How to complete this task
Your copy should match the records below word for word and contain no pictures.
*** Recorded information Section Begins ***
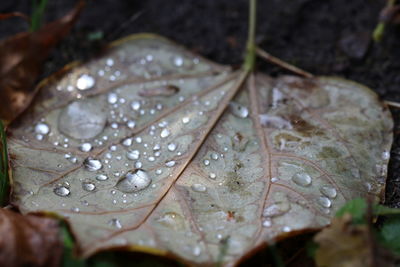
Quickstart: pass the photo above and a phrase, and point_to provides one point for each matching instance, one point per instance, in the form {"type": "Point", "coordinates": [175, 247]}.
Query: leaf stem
{"type": "Point", "coordinates": [37, 14]}
{"type": "Point", "coordinates": [250, 46]}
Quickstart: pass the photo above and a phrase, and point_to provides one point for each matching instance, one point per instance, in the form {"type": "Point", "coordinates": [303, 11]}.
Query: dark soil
{"type": "Point", "coordinates": [322, 37]}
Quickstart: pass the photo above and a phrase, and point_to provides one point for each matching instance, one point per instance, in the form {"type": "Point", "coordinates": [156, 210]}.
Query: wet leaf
{"type": "Point", "coordinates": [21, 58]}
{"type": "Point", "coordinates": [343, 244]}
{"type": "Point", "coordinates": [28, 240]}
{"type": "Point", "coordinates": [197, 172]}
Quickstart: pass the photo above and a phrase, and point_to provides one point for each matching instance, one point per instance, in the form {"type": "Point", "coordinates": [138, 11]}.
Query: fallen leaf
{"type": "Point", "coordinates": [28, 240]}
{"type": "Point", "coordinates": [227, 163]}
{"type": "Point", "coordinates": [21, 58]}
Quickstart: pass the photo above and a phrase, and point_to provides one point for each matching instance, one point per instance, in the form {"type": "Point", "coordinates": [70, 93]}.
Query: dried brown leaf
{"type": "Point", "coordinates": [132, 162]}
{"type": "Point", "coordinates": [28, 240]}
{"type": "Point", "coordinates": [21, 58]}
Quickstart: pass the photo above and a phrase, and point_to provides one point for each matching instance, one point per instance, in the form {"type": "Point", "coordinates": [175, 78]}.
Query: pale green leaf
{"type": "Point", "coordinates": [151, 148]}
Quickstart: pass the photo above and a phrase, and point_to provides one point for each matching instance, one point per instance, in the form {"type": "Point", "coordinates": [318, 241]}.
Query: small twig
{"type": "Point", "coordinates": [124, 25]}
{"type": "Point", "coordinates": [14, 14]}
{"type": "Point", "coordinates": [392, 104]}
{"type": "Point", "coordinates": [282, 63]}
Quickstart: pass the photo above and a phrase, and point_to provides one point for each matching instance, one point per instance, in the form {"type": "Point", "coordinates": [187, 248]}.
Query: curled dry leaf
{"type": "Point", "coordinates": [28, 240]}
{"type": "Point", "coordinates": [21, 58]}
{"type": "Point", "coordinates": [229, 162]}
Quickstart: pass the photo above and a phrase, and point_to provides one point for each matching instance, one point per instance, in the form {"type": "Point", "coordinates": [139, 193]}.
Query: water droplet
{"type": "Point", "coordinates": [127, 142]}
{"type": "Point", "coordinates": [165, 133]}
{"type": "Point", "coordinates": [328, 191]}
{"type": "Point", "coordinates": [276, 209]}
{"type": "Point", "coordinates": [199, 188]}
{"type": "Point", "coordinates": [133, 154]}
{"type": "Point", "coordinates": [214, 156]}
{"type": "Point", "coordinates": [302, 179]}
{"type": "Point", "coordinates": [88, 186]}
{"type": "Point", "coordinates": [239, 110]}
{"type": "Point", "coordinates": [170, 163]}
{"type": "Point", "coordinates": [110, 62]}
{"type": "Point", "coordinates": [42, 128]}
{"type": "Point", "coordinates": [138, 164]}
{"type": "Point", "coordinates": [267, 223]}
{"type": "Point", "coordinates": [134, 181]}
{"type": "Point", "coordinates": [82, 120]}
{"type": "Point", "coordinates": [324, 202]}
{"type": "Point", "coordinates": [62, 191]}
{"type": "Point", "coordinates": [385, 155]}
{"type": "Point", "coordinates": [92, 164]}
{"type": "Point", "coordinates": [196, 251]}
{"type": "Point", "coordinates": [171, 147]}
{"type": "Point", "coordinates": [115, 223]}
{"type": "Point", "coordinates": [185, 120]}
{"type": "Point", "coordinates": [178, 61]}
{"type": "Point", "coordinates": [131, 124]}
{"type": "Point", "coordinates": [85, 82]}
{"type": "Point", "coordinates": [112, 98]}
{"type": "Point", "coordinates": [101, 177]}
{"type": "Point", "coordinates": [85, 147]}
{"type": "Point", "coordinates": [135, 105]}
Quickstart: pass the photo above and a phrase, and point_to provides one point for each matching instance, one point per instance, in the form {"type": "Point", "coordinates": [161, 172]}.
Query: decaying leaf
{"type": "Point", "coordinates": [343, 244]}
{"type": "Point", "coordinates": [21, 58]}
{"type": "Point", "coordinates": [28, 240]}
{"type": "Point", "coordinates": [229, 162]}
*** Recorded information Section Ends ***
Task output
Quickstart: pass the photo above and a phrase, and point_to provides one point for each matching instance, one point per instance, in the form {"type": "Point", "coordinates": [175, 247]}.
Query: leaf stem
{"type": "Point", "coordinates": [37, 14]}
{"type": "Point", "coordinates": [250, 46]}
Quickstart: pass the photo above and a phrase, and point_to provides one point for each matching instance, one point per instance, in the form {"type": "Point", "coordinates": [303, 11]}.
Query: dark soil
{"type": "Point", "coordinates": [322, 37]}
Quickstart: pass the photo above and a phrase, and point_to provides one point for each matching instance, one point per instance, in the form {"type": "Point", "coordinates": [156, 210]}.
Query: wet leaf
{"type": "Point", "coordinates": [21, 58]}
{"type": "Point", "coordinates": [343, 244]}
{"type": "Point", "coordinates": [28, 240]}
{"type": "Point", "coordinates": [197, 172]}
Quickstart: pass the photo above and a phrase, and point_to provides one point for each matching instance, one point per instance, in the form {"type": "Point", "coordinates": [138, 11]}.
Query: fallen leaf
{"type": "Point", "coordinates": [28, 240]}
{"type": "Point", "coordinates": [227, 163]}
{"type": "Point", "coordinates": [21, 58]}
Quickstart: pass the photo above and a phrase, and point_to provides one point for each matching instance, one point per instance, in the form {"type": "Point", "coordinates": [70, 93]}.
Query: dried brown leaf
{"type": "Point", "coordinates": [132, 162]}
{"type": "Point", "coordinates": [28, 240]}
{"type": "Point", "coordinates": [21, 58]}
Quickstart: pass the photo above and a phrase, and point_to provides one point for each matching instance, one point per instance, in the form {"type": "Point", "coordinates": [175, 78]}.
Query: pale green leaf
{"type": "Point", "coordinates": [151, 148]}
Quickstart: pass the photo above and a phrase, and point_to provides one point for each matching instance, one point per instance, in the form {"type": "Point", "coordinates": [318, 241]}.
Query: small twig
{"type": "Point", "coordinates": [124, 25]}
{"type": "Point", "coordinates": [14, 14]}
{"type": "Point", "coordinates": [392, 104]}
{"type": "Point", "coordinates": [282, 63]}
Quickstart: pass the photo above and a phrase, and point_to provides one point for each matching instance, one point per instance, in the form {"type": "Point", "coordinates": [187, 248]}.
Query: curled dry leaf
{"type": "Point", "coordinates": [28, 240]}
{"type": "Point", "coordinates": [21, 58]}
{"type": "Point", "coordinates": [229, 162]}
Quickstart: pass the photo above and a phrase, and point_to provides one point for each matching instance, one point per instance, in the form {"type": "Point", "coordinates": [139, 193]}.
Query: water droplet
{"type": "Point", "coordinates": [127, 142]}
{"type": "Point", "coordinates": [165, 133]}
{"type": "Point", "coordinates": [328, 191]}
{"type": "Point", "coordinates": [276, 209]}
{"type": "Point", "coordinates": [199, 188]}
{"type": "Point", "coordinates": [133, 154]}
{"type": "Point", "coordinates": [214, 156]}
{"type": "Point", "coordinates": [302, 179]}
{"type": "Point", "coordinates": [88, 186]}
{"type": "Point", "coordinates": [239, 110]}
{"type": "Point", "coordinates": [170, 163]}
{"type": "Point", "coordinates": [110, 62]}
{"type": "Point", "coordinates": [42, 128]}
{"type": "Point", "coordinates": [138, 164]}
{"type": "Point", "coordinates": [267, 223]}
{"type": "Point", "coordinates": [134, 181]}
{"type": "Point", "coordinates": [82, 120]}
{"type": "Point", "coordinates": [324, 202]}
{"type": "Point", "coordinates": [62, 191]}
{"type": "Point", "coordinates": [385, 155]}
{"type": "Point", "coordinates": [92, 164]}
{"type": "Point", "coordinates": [196, 251]}
{"type": "Point", "coordinates": [171, 147]}
{"type": "Point", "coordinates": [115, 223]}
{"type": "Point", "coordinates": [185, 120]}
{"type": "Point", "coordinates": [178, 61]}
{"type": "Point", "coordinates": [131, 124]}
{"type": "Point", "coordinates": [85, 82]}
{"type": "Point", "coordinates": [112, 98]}
{"type": "Point", "coordinates": [101, 177]}
{"type": "Point", "coordinates": [85, 147]}
{"type": "Point", "coordinates": [135, 105]}
Quickstart: pass the photo above and a phrase, and point_to provides one point for each matching instance, one point per instance, in the form {"type": "Point", "coordinates": [161, 172]}.
Query: decaying leaf
{"type": "Point", "coordinates": [343, 244]}
{"type": "Point", "coordinates": [21, 58]}
{"type": "Point", "coordinates": [28, 240]}
{"type": "Point", "coordinates": [229, 162]}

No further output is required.